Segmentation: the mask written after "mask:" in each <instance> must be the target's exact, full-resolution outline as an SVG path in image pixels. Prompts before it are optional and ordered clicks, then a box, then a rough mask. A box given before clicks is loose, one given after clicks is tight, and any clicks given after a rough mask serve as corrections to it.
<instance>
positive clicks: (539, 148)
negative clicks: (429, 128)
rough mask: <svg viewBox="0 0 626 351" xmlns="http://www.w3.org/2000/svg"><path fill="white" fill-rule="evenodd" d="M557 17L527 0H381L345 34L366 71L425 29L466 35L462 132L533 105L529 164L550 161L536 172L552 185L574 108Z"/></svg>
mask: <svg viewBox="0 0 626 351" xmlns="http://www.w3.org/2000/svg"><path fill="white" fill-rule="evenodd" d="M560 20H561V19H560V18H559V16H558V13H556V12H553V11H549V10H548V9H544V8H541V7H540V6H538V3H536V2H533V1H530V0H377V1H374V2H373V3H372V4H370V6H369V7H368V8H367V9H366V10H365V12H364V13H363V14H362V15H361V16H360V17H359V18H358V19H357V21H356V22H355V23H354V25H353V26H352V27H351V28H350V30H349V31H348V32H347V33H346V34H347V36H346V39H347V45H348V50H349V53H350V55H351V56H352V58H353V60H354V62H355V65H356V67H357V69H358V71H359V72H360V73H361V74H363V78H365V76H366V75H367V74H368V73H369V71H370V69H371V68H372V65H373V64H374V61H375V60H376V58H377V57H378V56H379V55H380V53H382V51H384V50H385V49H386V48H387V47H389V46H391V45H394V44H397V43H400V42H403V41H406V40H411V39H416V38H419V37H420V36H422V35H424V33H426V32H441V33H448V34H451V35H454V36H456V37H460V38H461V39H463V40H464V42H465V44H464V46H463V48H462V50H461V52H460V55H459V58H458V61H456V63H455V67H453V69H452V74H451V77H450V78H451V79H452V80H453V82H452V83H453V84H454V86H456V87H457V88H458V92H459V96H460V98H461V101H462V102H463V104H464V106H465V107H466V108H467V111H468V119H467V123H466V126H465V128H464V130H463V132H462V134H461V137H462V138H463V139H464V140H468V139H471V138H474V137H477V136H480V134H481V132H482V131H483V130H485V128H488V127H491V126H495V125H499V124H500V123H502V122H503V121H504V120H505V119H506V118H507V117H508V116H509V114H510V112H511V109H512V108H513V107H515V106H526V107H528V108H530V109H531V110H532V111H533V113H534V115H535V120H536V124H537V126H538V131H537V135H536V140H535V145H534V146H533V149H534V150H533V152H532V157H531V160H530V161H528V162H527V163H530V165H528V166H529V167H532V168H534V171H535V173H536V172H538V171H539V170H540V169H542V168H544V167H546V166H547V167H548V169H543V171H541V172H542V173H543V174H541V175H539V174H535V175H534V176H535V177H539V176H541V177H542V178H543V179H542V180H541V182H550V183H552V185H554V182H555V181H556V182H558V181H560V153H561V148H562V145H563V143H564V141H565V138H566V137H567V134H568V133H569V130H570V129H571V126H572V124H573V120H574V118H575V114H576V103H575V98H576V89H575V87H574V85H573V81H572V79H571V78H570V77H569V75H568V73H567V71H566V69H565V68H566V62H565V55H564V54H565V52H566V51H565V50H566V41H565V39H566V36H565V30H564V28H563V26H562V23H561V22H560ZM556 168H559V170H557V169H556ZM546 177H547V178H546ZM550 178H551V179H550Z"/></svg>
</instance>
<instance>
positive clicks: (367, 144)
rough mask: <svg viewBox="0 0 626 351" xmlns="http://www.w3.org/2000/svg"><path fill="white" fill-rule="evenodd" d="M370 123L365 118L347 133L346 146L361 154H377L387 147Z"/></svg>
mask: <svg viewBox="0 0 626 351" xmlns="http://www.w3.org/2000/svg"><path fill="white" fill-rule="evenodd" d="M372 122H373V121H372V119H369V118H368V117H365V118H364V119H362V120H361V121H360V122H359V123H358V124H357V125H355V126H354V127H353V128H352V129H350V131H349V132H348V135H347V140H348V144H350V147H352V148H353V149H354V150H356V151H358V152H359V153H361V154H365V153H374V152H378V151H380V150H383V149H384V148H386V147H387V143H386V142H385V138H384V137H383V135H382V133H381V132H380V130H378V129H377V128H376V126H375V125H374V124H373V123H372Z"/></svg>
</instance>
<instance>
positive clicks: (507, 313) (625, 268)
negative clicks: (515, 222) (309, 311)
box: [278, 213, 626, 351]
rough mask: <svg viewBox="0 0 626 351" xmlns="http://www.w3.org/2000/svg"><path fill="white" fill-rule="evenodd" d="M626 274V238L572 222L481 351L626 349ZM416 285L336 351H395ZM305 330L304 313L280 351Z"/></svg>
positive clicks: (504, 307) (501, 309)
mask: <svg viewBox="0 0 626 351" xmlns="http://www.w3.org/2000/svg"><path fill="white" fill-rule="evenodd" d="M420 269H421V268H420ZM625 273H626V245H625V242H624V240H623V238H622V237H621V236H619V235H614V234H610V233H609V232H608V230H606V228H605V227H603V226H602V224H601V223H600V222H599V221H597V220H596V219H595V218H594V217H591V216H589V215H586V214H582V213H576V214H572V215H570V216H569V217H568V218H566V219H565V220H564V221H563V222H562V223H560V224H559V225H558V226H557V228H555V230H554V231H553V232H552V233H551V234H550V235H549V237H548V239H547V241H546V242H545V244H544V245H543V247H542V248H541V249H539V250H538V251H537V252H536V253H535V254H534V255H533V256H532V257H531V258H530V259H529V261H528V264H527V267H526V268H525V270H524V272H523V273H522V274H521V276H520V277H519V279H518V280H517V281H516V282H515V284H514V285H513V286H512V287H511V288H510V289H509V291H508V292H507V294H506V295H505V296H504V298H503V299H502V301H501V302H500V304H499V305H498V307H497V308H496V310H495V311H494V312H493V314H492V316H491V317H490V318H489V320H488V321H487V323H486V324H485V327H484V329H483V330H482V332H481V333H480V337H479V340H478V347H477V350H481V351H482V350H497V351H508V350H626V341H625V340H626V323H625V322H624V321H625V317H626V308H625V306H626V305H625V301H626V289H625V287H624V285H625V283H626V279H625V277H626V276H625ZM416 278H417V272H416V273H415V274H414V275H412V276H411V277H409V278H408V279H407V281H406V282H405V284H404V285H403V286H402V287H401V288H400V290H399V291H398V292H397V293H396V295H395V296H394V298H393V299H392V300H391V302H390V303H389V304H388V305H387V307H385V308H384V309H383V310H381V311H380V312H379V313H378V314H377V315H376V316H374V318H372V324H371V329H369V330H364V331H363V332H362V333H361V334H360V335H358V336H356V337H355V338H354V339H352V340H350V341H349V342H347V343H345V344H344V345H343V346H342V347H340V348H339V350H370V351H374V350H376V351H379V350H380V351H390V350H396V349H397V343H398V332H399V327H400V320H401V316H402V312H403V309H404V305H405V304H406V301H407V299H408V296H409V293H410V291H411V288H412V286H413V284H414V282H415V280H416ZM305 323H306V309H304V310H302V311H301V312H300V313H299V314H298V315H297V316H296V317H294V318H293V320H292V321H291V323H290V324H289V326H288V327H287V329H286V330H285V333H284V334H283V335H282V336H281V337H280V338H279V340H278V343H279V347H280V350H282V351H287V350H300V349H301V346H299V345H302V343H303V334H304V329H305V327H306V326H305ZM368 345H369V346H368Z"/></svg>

What to work on =>
Arrange the material above as a numbered list, from its first line up to and including the line with "negative clicks: (429, 128)", and leave out any blank lines.

Task solution =>
1. Segmentation: the mask written after "mask:" in each <instance> must be the target's exact, full-resolution outline as an SVG path in image pixels. Prompts before it are optional and ordered clicks, then a box, then a rough mask. A box given before clicks is loose, one given after clicks is tight, and any clicks given after a rough mask serve as corrections to it.
2. <instance>
3. positive clicks: (539, 148)
4. negative clicks: (429, 128)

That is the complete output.